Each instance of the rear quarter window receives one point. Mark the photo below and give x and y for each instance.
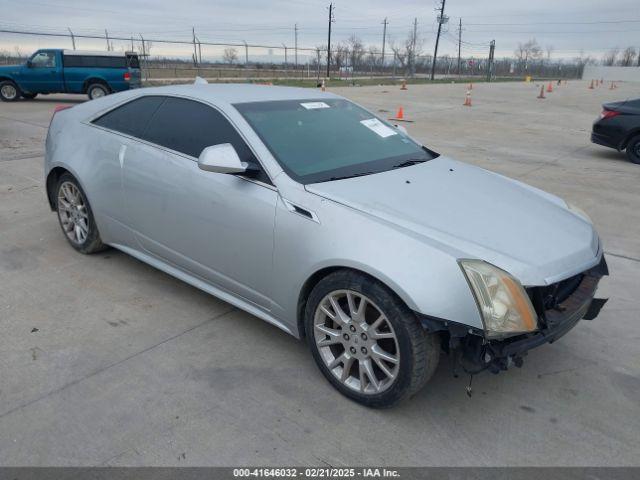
(132, 117)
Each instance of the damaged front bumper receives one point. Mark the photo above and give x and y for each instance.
(559, 307)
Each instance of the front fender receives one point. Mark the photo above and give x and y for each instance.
(426, 278)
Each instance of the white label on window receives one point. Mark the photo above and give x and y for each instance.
(378, 127)
(314, 105)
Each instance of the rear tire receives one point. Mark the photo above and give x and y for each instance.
(633, 149)
(350, 349)
(97, 90)
(76, 217)
(9, 91)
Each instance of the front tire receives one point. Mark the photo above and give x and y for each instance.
(366, 341)
(97, 90)
(9, 91)
(75, 216)
(633, 150)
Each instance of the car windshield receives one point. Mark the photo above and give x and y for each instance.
(330, 139)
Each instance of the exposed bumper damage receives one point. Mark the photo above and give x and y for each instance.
(559, 307)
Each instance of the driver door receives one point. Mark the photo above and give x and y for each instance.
(218, 227)
(43, 73)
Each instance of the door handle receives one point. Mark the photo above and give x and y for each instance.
(123, 150)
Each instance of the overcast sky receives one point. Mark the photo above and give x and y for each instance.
(569, 26)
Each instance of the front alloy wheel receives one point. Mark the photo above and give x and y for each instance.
(366, 341)
(356, 341)
(75, 216)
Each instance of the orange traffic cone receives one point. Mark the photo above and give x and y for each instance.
(467, 99)
(400, 116)
(541, 92)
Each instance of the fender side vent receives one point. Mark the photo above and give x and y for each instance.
(302, 211)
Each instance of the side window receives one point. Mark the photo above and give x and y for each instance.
(94, 61)
(131, 118)
(44, 60)
(189, 127)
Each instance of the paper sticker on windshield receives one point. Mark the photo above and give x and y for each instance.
(314, 105)
(378, 127)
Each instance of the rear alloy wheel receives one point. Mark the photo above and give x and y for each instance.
(97, 90)
(9, 91)
(633, 149)
(367, 343)
(75, 216)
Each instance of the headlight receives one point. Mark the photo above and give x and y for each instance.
(503, 302)
(578, 211)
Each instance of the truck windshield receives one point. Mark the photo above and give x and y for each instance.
(329, 139)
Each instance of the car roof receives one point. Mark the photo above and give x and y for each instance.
(233, 93)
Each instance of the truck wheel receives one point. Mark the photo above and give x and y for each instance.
(97, 90)
(633, 149)
(9, 91)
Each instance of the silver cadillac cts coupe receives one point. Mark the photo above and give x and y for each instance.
(308, 211)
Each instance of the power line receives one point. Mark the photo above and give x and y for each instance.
(558, 23)
(331, 20)
(441, 20)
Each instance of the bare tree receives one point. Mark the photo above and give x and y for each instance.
(374, 57)
(356, 51)
(609, 58)
(628, 55)
(340, 55)
(549, 49)
(528, 51)
(399, 53)
(230, 55)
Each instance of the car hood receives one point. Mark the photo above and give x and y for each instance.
(474, 213)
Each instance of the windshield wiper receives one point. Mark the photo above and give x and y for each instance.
(360, 174)
(408, 163)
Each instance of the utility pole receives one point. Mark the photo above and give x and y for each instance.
(384, 39)
(195, 51)
(412, 67)
(459, 44)
(441, 20)
(492, 47)
(73, 39)
(331, 20)
(295, 30)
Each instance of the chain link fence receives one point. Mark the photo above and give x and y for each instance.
(164, 60)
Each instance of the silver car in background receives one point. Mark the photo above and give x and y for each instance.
(309, 212)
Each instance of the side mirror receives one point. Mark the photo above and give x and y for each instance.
(221, 158)
(402, 129)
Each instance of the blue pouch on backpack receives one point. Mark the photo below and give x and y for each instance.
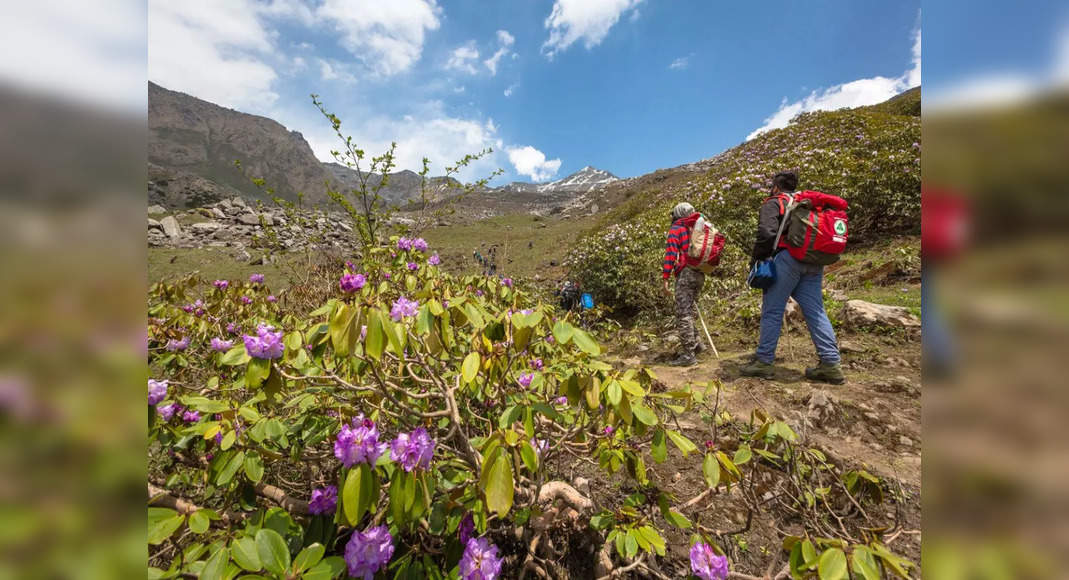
(762, 276)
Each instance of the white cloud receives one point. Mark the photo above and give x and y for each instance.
(464, 58)
(589, 20)
(88, 51)
(506, 41)
(386, 36)
(856, 93)
(680, 63)
(530, 161)
(428, 130)
(213, 50)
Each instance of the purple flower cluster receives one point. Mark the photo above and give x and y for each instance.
(466, 528)
(175, 345)
(324, 501)
(352, 282)
(266, 344)
(167, 411)
(707, 564)
(413, 450)
(220, 345)
(157, 391)
(402, 308)
(359, 443)
(480, 561)
(407, 244)
(368, 551)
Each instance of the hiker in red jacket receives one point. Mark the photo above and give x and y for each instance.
(688, 282)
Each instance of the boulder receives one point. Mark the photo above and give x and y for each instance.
(860, 313)
(206, 226)
(171, 228)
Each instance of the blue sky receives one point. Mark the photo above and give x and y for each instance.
(625, 85)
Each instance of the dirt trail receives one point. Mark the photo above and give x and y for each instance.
(872, 421)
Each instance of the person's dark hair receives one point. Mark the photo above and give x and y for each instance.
(786, 181)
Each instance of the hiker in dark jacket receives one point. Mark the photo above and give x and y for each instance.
(688, 282)
(793, 279)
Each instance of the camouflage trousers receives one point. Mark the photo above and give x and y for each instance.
(687, 287)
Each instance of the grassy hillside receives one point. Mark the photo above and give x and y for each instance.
(870, 156)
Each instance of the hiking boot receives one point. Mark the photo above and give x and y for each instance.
(758, 369)
(683, 360)
(826, 372)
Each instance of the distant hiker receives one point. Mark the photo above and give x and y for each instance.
(569, 294)
(688, 282)
(803, 280)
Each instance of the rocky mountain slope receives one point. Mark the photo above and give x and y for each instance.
(192, 145)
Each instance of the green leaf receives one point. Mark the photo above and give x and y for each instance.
(163, 522)
(743, 455)
(585, 342)
(273, 552)
(562, 332)
(657, 448)
(216, 566)
(711, 469)
(228, 440)
(329, 567)
(257, 372)
(359, 492)
(644, 413)
(235, 356)
(864, 563)
(614, 392)
(308, 558)
(253, 467)
(498, 485)
(470, 366)
(375, 340)
(833, 565)
(684, 444)
(230, 469)
(199, 521)
(244, 552)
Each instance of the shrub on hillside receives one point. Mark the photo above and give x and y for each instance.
(869, 158)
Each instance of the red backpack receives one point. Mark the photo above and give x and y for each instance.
(818, 226)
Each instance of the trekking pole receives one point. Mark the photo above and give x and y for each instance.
(706, 328)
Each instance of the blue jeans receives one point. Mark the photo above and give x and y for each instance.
(802, 281)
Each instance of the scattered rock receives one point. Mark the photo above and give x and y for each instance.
(206, 226)
(171, 228)
(860, 313)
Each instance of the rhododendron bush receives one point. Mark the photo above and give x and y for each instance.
(405, 427)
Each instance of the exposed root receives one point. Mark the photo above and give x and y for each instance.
(560, 490)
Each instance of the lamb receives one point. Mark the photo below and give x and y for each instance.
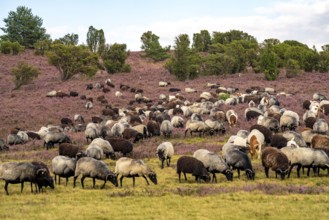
(240, 161)
(121, 145)
(20, 172)
(105, 146)
(320, 126)
(165, 152)
(188, 164)
(52, 138)
(127, 167)
(69, 150)
(231, 117)
(197, 126)
(276, 160)
(213, 163)
(166, 128)
(94, 151)
(95, 169)
(63, 166)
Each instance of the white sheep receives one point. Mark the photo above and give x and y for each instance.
(127, 167)
(165, 151)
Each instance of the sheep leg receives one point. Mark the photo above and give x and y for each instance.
(82, 179)
(266, 172)
(94, 182)
(121, 181)
(146, 180)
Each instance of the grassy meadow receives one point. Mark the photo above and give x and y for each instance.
(303, 198)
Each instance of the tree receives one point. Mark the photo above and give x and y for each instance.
(71, 60)
(115, 57)
(96, 40)
(25, 28)
(152, 47)
(24, 74)
(201, 41)
(185, 63)
(70, 39)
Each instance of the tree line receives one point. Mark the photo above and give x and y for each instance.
(205, 54)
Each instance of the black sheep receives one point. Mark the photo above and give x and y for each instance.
(264, 130)
(121, 145)
(188, 164)
(276, 160)
(279, 141)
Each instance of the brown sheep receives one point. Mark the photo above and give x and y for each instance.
(276, 160)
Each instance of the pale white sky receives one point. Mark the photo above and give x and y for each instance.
(125, 21)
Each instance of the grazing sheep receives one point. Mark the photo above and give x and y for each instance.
(320, 126)
(213, 163)
(231, 117)
(69, 150)
(276, 160)
(127, 167)
(153, 127)
(105, 146)
(165, 151)
(20, 172)
(177, 121)
(197, 126)
(256, 141)
(53, 138)
(13, 139)
(240, 161)
(95, 169)
(63, 166)
(166, 128)
(188, 164)
(121, 145)
(132, 134)
(94, 151)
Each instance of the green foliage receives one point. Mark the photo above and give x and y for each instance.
(269, 65)
(115, 57)
(41, 47)
(70, 39)
(201, 41)
(24, 74)
(25, 28)
(7, 47)
(152, 47)
(292, 68)
(96, 40)
(185, 63)
(71, 60)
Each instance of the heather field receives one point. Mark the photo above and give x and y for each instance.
(28, 108)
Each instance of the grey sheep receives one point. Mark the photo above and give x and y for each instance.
(127, 167)
(95, 169)
(165, 152)
(240, 161)
(20, 172)
(188, 164)
(276, 160)
(63, 166)
(121, 145)
(166, 128)
(53, 138)
(213, 163)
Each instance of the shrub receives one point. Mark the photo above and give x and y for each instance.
(292, 68)
(24, 74)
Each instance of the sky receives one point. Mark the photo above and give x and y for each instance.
(124, 22)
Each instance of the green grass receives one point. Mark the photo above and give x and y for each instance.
(304, 198)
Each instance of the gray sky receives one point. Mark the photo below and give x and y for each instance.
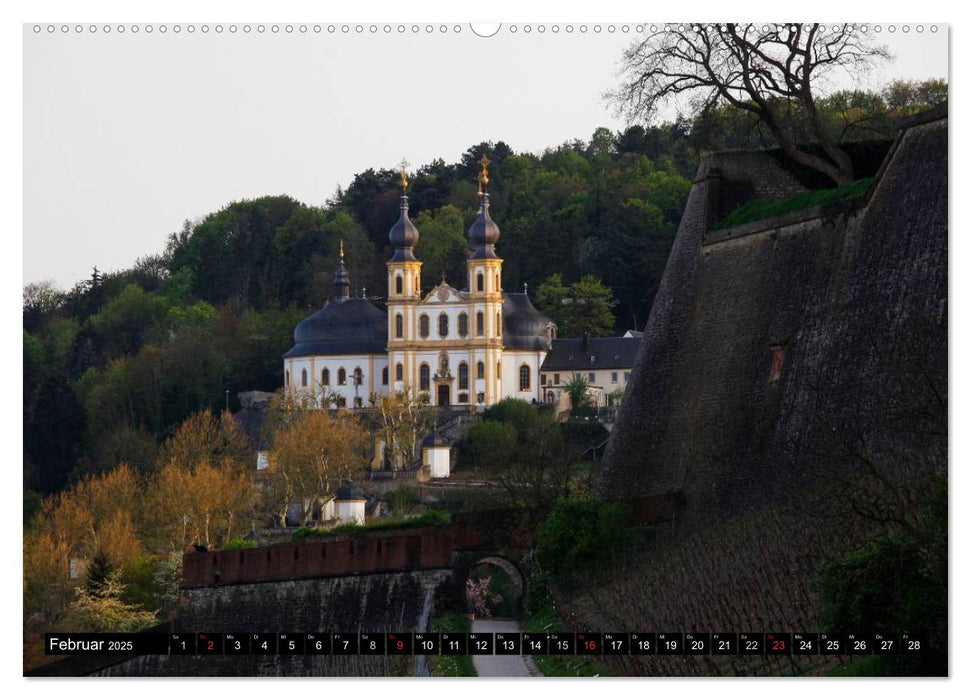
(126, 135)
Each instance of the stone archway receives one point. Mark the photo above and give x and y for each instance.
(511, 604)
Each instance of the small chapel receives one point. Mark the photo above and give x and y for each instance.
(465, 347)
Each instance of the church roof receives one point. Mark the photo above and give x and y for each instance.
(586, 354)
(343, 327)
(523, 326)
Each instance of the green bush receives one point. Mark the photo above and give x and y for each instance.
(582, 534)
(896, 583)
(487, 441)
(510, 411)
(766, 209)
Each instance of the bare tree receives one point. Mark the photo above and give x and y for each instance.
(767, 70)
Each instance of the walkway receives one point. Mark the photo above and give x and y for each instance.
(500, 665)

·····

▶ Directive: Lay out the data as a Markdown table with columns "Row" and "Line", starting at the line containing "Each instance of the walkway" and ending at the last line of the data. Number each row and leave out blank lines.

▶ Response:
| Row | Line |
|---|---|
| 1 | Each instance of the walkway receives one point. Mark the photo above and give x and y for each instance. |
| 2 | (500, 665) |